__GOAL__:
Can you write out again, in full, every line starting at the one containing "Tag one point on each instance of the potted" and ending at the last line of the records, with each x and y coordinate in the expected outputs multiplied by 1.7 and rounded to a whole number, halves rounded up? Leave the pictures out.

(Records in a dataset)
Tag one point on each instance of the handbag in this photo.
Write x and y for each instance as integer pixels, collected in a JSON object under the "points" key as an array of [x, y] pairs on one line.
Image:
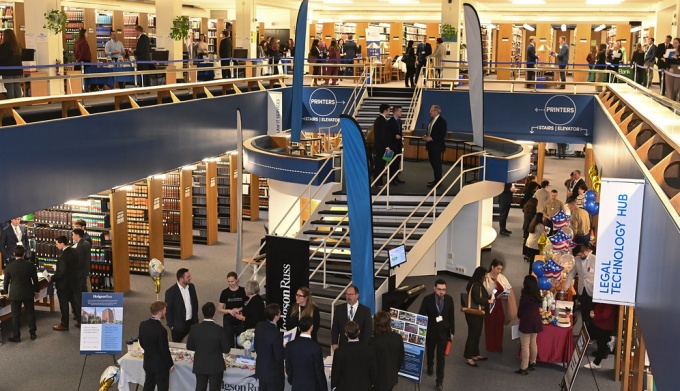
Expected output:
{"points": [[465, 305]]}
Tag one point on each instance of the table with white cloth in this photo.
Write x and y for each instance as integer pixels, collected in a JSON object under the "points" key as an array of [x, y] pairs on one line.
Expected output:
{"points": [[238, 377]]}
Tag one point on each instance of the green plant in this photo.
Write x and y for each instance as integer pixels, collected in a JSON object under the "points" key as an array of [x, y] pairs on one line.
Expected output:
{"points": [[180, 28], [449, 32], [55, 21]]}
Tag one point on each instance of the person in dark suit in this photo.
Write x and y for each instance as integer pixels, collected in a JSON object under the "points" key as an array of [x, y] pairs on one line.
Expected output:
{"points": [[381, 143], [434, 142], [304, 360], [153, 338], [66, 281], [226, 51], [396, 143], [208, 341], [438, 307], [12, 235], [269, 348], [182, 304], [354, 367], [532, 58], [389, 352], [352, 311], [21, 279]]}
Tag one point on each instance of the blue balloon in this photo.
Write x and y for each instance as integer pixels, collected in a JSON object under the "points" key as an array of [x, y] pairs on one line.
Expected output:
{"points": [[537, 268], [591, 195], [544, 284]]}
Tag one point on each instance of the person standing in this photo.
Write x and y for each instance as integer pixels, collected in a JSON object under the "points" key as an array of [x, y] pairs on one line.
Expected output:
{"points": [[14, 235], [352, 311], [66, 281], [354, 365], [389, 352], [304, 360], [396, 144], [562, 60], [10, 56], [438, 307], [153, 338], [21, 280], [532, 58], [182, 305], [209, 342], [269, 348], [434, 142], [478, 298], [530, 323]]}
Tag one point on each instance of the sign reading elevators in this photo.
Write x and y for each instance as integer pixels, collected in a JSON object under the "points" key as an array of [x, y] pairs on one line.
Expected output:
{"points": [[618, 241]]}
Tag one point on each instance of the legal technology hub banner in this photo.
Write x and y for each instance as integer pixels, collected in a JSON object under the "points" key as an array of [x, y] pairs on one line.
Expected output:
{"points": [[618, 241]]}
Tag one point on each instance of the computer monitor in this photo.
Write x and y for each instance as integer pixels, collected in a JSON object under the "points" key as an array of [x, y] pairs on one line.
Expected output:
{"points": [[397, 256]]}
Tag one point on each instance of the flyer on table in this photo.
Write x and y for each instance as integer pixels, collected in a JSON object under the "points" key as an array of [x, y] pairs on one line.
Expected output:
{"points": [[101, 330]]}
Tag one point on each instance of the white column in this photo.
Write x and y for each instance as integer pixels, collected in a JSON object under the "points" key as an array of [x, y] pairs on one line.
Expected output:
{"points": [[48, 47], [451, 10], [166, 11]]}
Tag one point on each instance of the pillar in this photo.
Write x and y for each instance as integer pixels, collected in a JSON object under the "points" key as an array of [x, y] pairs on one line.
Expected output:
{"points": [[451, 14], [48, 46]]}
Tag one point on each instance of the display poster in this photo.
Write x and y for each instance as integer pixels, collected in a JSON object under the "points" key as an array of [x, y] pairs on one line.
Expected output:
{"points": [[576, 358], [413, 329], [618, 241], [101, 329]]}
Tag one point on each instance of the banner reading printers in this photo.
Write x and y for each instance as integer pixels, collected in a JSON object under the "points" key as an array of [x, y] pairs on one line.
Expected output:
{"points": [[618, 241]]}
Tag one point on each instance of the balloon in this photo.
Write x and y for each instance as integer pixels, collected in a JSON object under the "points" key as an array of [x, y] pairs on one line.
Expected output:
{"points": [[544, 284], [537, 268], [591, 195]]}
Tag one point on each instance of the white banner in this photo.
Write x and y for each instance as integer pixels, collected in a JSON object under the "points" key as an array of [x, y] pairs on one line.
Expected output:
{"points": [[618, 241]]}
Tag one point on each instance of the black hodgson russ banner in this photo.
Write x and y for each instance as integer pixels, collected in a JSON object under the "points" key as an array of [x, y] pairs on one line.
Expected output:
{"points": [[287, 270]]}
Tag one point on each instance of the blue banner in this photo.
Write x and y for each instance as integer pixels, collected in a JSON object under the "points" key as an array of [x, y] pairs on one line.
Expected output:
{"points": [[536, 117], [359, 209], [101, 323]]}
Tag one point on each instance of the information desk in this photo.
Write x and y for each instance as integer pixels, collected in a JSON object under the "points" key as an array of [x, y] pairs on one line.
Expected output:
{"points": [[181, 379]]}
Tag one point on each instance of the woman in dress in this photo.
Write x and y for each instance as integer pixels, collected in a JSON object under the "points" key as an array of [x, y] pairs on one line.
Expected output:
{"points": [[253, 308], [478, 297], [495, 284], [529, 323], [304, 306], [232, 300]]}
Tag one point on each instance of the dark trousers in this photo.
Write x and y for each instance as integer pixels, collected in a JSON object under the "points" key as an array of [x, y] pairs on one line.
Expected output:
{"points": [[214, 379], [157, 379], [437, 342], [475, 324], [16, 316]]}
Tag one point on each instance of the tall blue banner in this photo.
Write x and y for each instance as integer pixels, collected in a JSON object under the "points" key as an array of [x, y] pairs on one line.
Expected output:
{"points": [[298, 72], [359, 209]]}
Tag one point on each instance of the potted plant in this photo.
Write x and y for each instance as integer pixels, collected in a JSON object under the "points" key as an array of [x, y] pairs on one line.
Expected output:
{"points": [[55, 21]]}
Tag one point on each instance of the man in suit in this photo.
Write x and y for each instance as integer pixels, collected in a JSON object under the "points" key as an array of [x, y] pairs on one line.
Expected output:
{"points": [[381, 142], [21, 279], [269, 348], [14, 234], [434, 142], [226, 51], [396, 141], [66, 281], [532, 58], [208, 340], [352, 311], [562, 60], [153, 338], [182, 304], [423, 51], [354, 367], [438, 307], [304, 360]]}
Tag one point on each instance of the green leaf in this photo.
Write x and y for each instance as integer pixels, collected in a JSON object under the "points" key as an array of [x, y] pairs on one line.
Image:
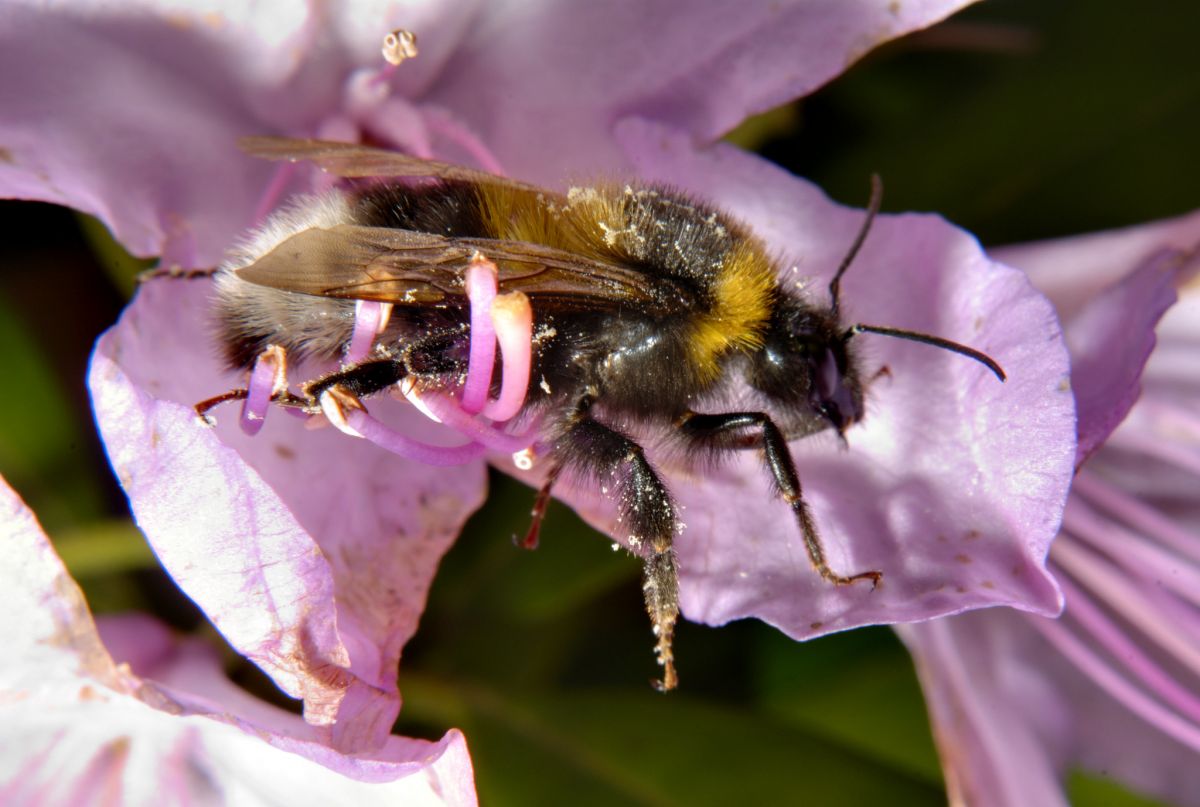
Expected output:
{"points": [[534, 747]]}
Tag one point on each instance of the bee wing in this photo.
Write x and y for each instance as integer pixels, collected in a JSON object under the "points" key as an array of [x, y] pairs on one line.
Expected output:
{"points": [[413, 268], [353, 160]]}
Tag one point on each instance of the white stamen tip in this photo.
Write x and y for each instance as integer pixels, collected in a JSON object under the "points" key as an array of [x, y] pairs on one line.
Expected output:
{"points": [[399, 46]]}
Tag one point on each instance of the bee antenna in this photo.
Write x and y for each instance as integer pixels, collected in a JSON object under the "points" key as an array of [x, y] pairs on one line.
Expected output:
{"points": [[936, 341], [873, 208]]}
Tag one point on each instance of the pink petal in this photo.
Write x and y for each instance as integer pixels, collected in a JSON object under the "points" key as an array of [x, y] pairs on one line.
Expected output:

__PROBLEM SOLUTION__:
Tag one point on each instance of the potted plant in this photo.
Write x and y for each instance as integer pixels, collected in a JSON object under the "points" key as an array of [x, y] pairs on one line.
Expected output:
{"points": [[94, 36]]}
Tag one point on each instance of the man in suit in this photo.
Write x and y for each instance as integer pixels, collected in a JSON object under the "points" key as an array of [x, y] pairs on one line.
Expected output:
{"points": [[648, 241], [36, 474], [457, 592], [24, 398], [738, 241], [384, 87], [673, 240], [112, 478], [904, 99], [354, 578], [598, 529], [955, 102], [260, 575], [309, 517], [719, 87], [602, 624], [745, 522], [517, 612]]}
Tag one point on each instance of the green leaf in this photo.
Write x and y for each instance as integer pixels, collected in a JSON object under the "points" key as an array of [x, y] pairs on one line.
Image:
Expected output:
{"points": [[908, 1270]]}
Tag one point on each instance of the bee wing in this photo.
Write x and y for each instance as integer pixels, collected in a JSON object under the "points" key as an array of [x, y] pairs on one line.
Expected output:
{"points": [[702, 456], [600, 272]]}
Tag one point on each instance of the white stamen tip in this photo.
Write x and y for each instance as integer pixels, collected in a JSON object under the "points" key as an array of [x, y] pairs on one line.
Expected output:
{"points": [[678, 78]]}
Tag one point on each instance of the bee antenna in this photo.
Write x and y for each instance as integer pixels, collected in a JSON object under the "points" key as an array of [x, y] pairs on one line.
Expected output:
{"points": [[1591, 580], [1484, 354]]}
Tag one point on each instance of the pink petal in this photo.
Write x and y for each instance as integer pixels, collected in a JSON object under the "points" key as an array of [x, y] pairs on one line.
Expected output:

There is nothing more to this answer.